>> BEGIN Page excerpt

Both the judgments are examined in detail here.
What does Justice Gavai’s majority judgment say?
Justice Gavai framed the following six questions to be answered by the court:
(i) Whether the power available to the Central Government under sub-section (2) of Section 26 of the RBI Act can be restricted to mean that it can be exercised only for “one” or “some” series of bank notes and not “all” series in view of the word “any” appearing before the word “series” in the said subsection, specifically so, when on earlier two occasions, the demonetization exercise was done through the plenary legislations?
(ii) In the event it is held that the power under subsection (2) of Section 26 of the RBI Act is construed to mean that it can be exercised in respect of “all” series of bank notes, whether the power vested with the Central Government under the said sub-section would amount to conferring excessive delegation and as such, liable to be struck down?
(iii) As to whether the impugned Notification dated 8th November 2016 is liable to be struck down on the ground that the decision making process is flawed in law?
(iv) As to whether the impugned notification dated 8th November 2016 is liable to be struck down applying the test of proportionality?
(v) As to whether the period provided for exchange of notes vide the impugned notification dated 8th November 2016 can be said to be unreasonable?
(vi) As to whether the RBI has an independent power under sub-section (2) of Section 4 of the 2017 Act in isolation of provisions of Section 3 and Section 4(1) thereof to accept the demonetized notes beyond the period specified in notifications issued under subsection (1) of Section 4?
His judgment answers all six questions in favour of the Union Government.
With regard to the first question, he avails of purposive interpretation, as opposed to strict interpretation. He makes reference to previous Constitution bench decisions of the Supreme Court that interpreted ‘any’ to mean ‘every’ or ’all’.
The judgment starts with the premise that the legislative policy must first be culled out, and then the words in the statute interpreted such that it advances the legislative policy. In order to do the same, courts may even depart from interpreting words according to their plain meaning. This is as per the settled principle that “the modern approach of interpretation is a pragmatic one, and not pedantic.”
Thereby, it holds that “[w]hen the legislature itself has provided that the Central Government would take a decision after considering the recommendation of the Central Board of the RBI, which has been assigned a primary role in matters with regard to monetary policy and management and regulation of currency, we are of the view that the legislature could not have intended to give a restricted power under sub-section (2) of Section 26 of the RBI Act.”

>> END Page excerpt

* _Problem description_
Transcribe the passage on the demonetization judgment word for word, starting at "With regard to the" and ending at "mean ‘every’ or ’all’.".

>> BEGIN Records shown

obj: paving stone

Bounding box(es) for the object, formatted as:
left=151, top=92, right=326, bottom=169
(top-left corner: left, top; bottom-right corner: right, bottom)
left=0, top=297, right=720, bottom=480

>> END Records shown

* _Exercise output_
With regard to the first question, he avails of purposive interpretation, as opposed to strict interpretation. He makes reference to previous Constitution bench decisions of the Supreme Court that interpreted ‘any’ to mean ‘every’ or ’all’.